Filtre les enregistrements ci-dessous pour ne conserver que les lignes qui contiennent le mot "mask", et recopie-les sans aucune modification.

Données de travail —
+ + + + + + +
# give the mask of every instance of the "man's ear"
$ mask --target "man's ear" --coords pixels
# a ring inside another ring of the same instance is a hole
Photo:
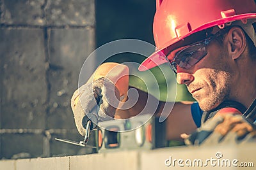
[[[244,51],[246,46],[245,34],[241,28],[234,27],[227,34],[228,53],[232,59],[237,59]]]

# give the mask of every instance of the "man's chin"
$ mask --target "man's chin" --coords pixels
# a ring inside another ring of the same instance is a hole
[[[220,105],[220,102],[214,101],[212,100],[196,100],[199,104],[201,110],[205,111],[211,110]]]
+ + + + + + +
Résultat ci-dessous —
# give the mask of every instance of the "man's ear"
$ mask --target "man's ear" --coords pixels
# give the mask of every instance of the "man's chin"
$ mask --target "man's chin" --coords pixels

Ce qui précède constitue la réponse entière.